What to produce> Give every line of the material again, exactly as written.

Record extracts>
================================
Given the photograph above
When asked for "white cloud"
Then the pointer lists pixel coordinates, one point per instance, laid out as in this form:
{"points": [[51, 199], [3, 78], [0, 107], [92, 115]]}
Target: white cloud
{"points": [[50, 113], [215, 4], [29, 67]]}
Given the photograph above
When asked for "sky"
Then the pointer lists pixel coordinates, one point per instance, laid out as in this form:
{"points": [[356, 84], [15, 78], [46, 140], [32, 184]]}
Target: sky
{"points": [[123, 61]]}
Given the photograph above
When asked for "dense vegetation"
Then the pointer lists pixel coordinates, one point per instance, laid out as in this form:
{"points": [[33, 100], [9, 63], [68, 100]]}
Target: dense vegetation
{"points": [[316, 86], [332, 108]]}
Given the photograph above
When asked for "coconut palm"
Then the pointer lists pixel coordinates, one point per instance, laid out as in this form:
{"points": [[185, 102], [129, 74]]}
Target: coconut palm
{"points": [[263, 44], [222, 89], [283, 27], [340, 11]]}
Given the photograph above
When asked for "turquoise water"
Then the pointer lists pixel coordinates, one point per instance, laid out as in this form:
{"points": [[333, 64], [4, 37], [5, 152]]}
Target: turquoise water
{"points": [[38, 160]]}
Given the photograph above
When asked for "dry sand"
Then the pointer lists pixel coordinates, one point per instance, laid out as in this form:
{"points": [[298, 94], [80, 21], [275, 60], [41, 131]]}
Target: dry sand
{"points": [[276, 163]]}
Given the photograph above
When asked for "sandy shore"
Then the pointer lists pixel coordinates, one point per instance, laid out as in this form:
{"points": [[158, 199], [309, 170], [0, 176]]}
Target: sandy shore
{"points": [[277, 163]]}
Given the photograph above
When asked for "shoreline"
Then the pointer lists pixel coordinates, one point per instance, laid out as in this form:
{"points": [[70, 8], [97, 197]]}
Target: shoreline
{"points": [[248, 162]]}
================================
Exercise output>
Given the photograph above
When asked for "white cloud"
Then the pointer lists pixel coordinates, one point per instance, laid out as in this form:
{"points": [[51, 199], [3, 78], [0, 107], [92, 115]]}
Target: white cloud
{"points": [[50, 113], [215, 4], [29, 67]]}
Given the photograph above
When asked for "sky"
Then the pointer lists pixel coordinates, one point per instance, laid out as in this form:
{"points": [[356, 84], [15, 78], [46, 140], [32, 184]]}
Target: sky
{"points": [[123, 61]]}
Given the photograph above
When asked for "dense vegetation"
Then the pointer lists pixel coordinates, one point per instance, laid out as in this form:
{"points": [[33, 100], [9, 63], [68, 100]]}
Target: dense vegetation
{"points": [[316, 86], [332, 108]]}
Given the photograph above
When asked for "coconut palm"
Then the pointer lists pixel coordinates, one point per instance, laid out as in this form:
{"points": [[185, 102], [129, 74]]}
Target: coconut palm
{"points": [[263, 44], [222, 89], [283, 27], [340, 11]]}
Given the photograph above
When asked for "turquoise water"
Then the pointer lists pixel coordinates, one point per instance, laid out as in this form:
{"points": [[333, 64], [4, 37], [5, 152]]}
Target: turquoise water
{"points": [[38, 160]]}
Given the photograph above
When asked for "dry sand"
Then the pointer lists pixel coordinates, one point per instance, laid out as in this form:
{"points": [[298, 94], [80, 21], [275, 60], [41, 131]]}
Target: dry sand
{"points": [[276, 163]]}
Given the photograph above
When asked for "sandy shore"
Then the pointer lists pixel coordinates, one point per instance, laid out as in this form:
{"points": [[158, 199], [309, 170], [0, 176]]}
Target: sandy shore
{"points": [[277, 163]]}
Given the photograph above
When asked for "shoreline"
Then the pointer lists pixel coordinates, one point per instance, laid out as in this form:
{"points": [[70, 8], [97, 197]]}
Target: shoreline
{"points": [[248, 162]]}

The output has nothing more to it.